_Consigna 1:_ Indica cada línea de los registros que contenga la palabra "green" y cópiala completa.
_Consigna 2:_ Continúa el relato del viaje a Sydney a partir del punto en que termina.

Visas y visitas de un viejo en viaje No. 7

Sydney, Australia (viaje del 07/2014).
 
Esta vez, para ir a Asia, decidimos pasar por Australia. Tomamos el avión a Sydney un sábado a las 12 a.m. y la travesía duró 14 horas. Pero resulta que llegamos un lunes a las 4 a.m.
La línea aérea “Quantas”, sin importarle la falta de ortografía en su nombre, nos extravió un día completo y sin importarle tampoco “quantas” exigencias y reclamos les hicimos, no devolvieron el día, pero sí se comprometieron –con bastante paternalismo, eso sí- a investigar y si aparecía, nos lo entregaban en el viaje de regreso. No nos quedó otra que aceptar y pasar por inmigración.
Unos 6 metros nos separaban de los cubículos donde los agentes de policía te chequean, sin embargo, nos demoramos 45 minutos en llegar, a causa de la fila de 2 kilómetros que tuvimos que hacer a través de un laberinto formado por postes y cintas elásticas. Lo que le indica la cantidad de visitantes que arriban a esa ciudad de todas partes del mundo.
Al llegar al punto de chequeo, el agente nos pidió el certificado de que no portábamos la fiebre amarilla. Al ver nuestras caras de asombro, se dio cuenta de su error y exclamó: “¡Ah, Chile!” y nos pidió disculpas por confundirnos con viajeros del 4to. ó 5to. mundo. Como fui el último en pasar, el afligido guardia se me acercó tratando de justificarse, contándome así varias historias, algunas opiniones y montón de datos para demostrar que no era un ignorante. O por lo menos eso creí yo, ya que a causa de mi elemental inglés y su tono australiano, no entendí el 80% de lo que me dijo.
Al fin llegamos al hotel. Bastante cómodo y limpio, pero sin lujos, como la ropa interior que siempre uso. Lo único malo: por problemas técnicos, ponían señal de Internet una vez al día y por poco tiempo. Me recordó a como ponían el agua y la luz en Cuba cuando yo vivía allá. No disfruté esa nostalgia.

_Datos proporcionados:_
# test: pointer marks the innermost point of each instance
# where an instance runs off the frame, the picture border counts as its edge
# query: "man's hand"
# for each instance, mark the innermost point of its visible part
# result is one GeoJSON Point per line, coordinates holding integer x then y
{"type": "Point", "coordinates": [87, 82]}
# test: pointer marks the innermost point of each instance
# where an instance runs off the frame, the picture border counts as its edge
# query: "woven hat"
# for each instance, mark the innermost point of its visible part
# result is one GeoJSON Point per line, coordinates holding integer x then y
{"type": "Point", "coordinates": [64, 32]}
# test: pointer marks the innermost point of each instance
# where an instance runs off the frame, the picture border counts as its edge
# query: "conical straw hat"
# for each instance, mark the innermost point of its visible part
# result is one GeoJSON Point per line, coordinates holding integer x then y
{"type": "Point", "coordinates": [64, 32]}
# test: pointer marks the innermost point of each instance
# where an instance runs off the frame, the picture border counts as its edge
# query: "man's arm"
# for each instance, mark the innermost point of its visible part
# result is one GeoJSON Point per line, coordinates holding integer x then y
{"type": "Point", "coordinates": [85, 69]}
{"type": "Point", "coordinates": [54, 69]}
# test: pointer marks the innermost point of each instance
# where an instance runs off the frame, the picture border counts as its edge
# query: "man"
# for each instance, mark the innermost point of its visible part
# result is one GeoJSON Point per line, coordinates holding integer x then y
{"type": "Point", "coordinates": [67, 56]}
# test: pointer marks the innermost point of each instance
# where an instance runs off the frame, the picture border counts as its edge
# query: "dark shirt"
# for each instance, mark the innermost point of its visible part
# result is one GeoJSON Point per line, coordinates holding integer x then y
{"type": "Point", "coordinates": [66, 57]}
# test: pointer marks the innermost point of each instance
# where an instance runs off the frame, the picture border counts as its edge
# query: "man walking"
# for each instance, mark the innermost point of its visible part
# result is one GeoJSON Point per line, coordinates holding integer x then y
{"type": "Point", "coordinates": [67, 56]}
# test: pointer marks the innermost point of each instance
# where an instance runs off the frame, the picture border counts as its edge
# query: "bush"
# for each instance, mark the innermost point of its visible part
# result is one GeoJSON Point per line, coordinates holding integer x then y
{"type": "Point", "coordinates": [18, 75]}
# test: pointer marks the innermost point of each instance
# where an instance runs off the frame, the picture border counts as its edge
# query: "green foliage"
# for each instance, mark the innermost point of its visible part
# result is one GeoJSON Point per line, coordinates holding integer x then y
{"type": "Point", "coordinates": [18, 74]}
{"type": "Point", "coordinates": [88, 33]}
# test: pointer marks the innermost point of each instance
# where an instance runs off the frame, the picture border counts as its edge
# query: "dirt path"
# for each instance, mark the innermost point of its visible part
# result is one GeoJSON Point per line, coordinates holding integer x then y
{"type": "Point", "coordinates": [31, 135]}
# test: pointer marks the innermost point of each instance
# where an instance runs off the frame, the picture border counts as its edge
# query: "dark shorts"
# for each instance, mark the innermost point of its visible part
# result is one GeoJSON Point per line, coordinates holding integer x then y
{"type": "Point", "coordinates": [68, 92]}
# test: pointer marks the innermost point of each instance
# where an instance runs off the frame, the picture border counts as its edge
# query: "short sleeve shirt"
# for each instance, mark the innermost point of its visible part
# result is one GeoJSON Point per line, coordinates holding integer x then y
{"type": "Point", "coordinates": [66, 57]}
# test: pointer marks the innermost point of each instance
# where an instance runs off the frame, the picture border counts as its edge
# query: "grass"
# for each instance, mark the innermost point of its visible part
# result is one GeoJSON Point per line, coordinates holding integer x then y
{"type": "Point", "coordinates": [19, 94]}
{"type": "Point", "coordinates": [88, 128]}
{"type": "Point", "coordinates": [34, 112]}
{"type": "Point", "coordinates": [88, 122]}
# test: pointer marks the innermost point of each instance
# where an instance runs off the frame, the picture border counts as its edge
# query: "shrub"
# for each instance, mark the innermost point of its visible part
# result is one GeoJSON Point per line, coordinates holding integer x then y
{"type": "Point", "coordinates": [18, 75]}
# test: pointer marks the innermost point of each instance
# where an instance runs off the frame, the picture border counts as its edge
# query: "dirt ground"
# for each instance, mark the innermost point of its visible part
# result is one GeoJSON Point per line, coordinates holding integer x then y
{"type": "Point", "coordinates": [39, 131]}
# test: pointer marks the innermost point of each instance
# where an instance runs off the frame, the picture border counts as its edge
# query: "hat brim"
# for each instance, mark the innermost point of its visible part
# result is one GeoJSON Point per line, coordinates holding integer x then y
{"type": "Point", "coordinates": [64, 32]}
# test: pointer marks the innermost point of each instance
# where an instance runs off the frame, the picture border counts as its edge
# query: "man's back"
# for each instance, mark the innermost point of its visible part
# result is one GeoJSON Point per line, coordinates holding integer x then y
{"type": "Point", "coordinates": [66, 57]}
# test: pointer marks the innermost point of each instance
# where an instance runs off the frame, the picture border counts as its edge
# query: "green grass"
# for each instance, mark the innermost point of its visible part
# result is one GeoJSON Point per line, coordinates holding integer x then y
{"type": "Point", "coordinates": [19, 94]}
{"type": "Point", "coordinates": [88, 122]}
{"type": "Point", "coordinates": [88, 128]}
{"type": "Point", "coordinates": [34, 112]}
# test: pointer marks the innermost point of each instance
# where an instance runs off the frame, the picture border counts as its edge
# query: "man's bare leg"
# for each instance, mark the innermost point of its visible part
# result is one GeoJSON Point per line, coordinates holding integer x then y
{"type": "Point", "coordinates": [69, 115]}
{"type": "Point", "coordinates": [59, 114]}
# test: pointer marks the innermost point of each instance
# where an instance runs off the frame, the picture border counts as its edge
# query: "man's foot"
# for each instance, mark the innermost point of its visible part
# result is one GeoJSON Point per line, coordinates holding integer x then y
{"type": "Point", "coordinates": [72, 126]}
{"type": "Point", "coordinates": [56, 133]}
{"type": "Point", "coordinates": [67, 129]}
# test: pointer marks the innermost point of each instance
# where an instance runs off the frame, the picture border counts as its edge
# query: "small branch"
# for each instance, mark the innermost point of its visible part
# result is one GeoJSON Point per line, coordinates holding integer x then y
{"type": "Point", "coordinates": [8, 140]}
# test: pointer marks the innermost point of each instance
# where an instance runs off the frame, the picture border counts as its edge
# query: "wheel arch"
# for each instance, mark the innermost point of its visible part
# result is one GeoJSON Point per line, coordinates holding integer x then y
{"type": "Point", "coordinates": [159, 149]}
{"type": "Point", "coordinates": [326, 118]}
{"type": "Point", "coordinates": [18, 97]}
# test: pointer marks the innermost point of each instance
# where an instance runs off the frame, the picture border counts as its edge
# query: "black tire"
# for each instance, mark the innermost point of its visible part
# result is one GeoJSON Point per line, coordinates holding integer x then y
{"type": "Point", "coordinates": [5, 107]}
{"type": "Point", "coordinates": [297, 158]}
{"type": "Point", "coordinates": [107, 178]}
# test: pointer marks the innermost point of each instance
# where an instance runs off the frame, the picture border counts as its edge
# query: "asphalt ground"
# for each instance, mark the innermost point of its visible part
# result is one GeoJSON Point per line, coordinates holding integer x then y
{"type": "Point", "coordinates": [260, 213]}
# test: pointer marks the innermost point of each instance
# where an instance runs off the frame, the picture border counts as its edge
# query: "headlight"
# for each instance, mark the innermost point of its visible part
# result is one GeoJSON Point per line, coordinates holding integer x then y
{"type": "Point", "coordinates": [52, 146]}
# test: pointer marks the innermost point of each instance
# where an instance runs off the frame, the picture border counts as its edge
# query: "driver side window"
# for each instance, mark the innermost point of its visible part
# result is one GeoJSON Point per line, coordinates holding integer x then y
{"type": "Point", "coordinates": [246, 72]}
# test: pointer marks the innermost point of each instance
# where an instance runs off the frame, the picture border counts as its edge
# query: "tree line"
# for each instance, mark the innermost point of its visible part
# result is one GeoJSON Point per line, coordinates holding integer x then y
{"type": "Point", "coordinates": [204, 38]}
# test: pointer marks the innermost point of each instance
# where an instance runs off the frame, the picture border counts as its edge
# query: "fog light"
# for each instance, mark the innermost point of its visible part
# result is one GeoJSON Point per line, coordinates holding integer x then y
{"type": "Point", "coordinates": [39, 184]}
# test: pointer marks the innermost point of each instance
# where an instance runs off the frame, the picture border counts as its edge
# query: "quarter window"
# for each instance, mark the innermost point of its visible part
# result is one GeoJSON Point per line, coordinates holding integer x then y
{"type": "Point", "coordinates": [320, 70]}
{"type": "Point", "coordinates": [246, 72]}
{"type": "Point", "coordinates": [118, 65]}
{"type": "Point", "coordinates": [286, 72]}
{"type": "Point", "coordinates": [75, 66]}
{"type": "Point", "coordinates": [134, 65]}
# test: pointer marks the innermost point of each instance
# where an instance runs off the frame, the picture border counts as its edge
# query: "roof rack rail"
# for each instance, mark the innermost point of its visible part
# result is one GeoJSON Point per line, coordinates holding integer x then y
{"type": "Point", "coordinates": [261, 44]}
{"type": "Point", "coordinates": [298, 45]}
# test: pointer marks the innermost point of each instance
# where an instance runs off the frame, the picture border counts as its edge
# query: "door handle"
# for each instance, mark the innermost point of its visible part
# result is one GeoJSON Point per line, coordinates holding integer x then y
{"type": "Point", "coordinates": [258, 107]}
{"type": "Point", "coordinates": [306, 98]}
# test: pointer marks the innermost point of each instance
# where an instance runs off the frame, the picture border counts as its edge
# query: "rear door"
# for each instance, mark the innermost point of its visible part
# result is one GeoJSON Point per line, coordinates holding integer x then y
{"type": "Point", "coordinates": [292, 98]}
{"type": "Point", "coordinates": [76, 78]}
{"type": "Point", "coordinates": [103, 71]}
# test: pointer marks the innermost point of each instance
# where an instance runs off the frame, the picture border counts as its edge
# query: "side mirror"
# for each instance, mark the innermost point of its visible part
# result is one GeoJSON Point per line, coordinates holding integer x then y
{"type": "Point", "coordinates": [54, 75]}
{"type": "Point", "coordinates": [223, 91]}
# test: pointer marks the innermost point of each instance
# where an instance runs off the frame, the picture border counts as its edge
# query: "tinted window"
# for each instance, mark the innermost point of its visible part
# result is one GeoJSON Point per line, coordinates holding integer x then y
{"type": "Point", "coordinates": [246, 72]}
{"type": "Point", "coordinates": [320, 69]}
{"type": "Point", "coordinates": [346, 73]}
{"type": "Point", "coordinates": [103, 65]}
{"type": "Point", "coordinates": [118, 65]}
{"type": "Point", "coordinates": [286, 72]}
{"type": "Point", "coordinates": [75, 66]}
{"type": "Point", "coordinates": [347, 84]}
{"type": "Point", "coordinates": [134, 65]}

_Respuesta correcta 1:_
# query: "green foliage"
# query: "green grass"

_Respuesta correcta 2:_
Pero mejor me lanzo a opinar sobre Sydney y por lo tanto iré al meollo, como diría un dermatólogo… perdón, debí decir “al grano como diría un dermatólogo”, porque al escribir “meollo”, tendría que poner: “como diría un proctólogo”. En fin, dejemos eso porque el asunto es que me referiré a Sydney como una maravillosa ciudad de la cual quedamos realmente fascinados. Una, por el encanto de ser tan cosmopolita. Recuerda mucho a Nueva York en ese aspecto. También resalta la preponderancia que le dan al buen gusto en el diseño en su arquitectura, en todo el mobiliario urbano, etcétera. Tanto es así que no se nota la frialdad de los materiales metálicos, plásticos y de tanto vidrio, etc., que se usa actualmente para levantar las modernas magaciudades.
Y que conste que Sydney no es solo el típico puente de las postales, ni el Opera Hause, que por supuesto son impresionantes como todo el mundo conoce.
Nota aparte merece su naturaleza con sus bahías, sus islas, sus playas, sus montañas, etc. Y también su clima, porque a pesar de que era invierno, el frío era agradable y sobre todo con mucha luz.
La gente amabilísima. Una curiosidad: muchas personas caminan con sus perros por calles y plazas, pero lo hacen detrás de sus mascotas, recogiendo sus haces, heces o eses (según la cultura del que lo diga) fecales con guantes y bolsitas. Al principio pensé que lo hacían para llevar los exámenes a sus laboratorios de veterinaria, pero después me di cuenta de que era por higiene y limpieza de la ciudad. ¡Qué magnífica costumbre para poner en marcha en nuestras urbes latinas! Yo propongo sustituir esa, por la fea costumbre de romper y ensuciar la ciudad después de alguna marcha, como está de moda.
De las muchas actividades y lugares a disfrutar en esta ciudad, está –sin dudas- el zoológico. Tomamos un ferry para darle una vuelta por la bahía y nos bajamos en el zoo.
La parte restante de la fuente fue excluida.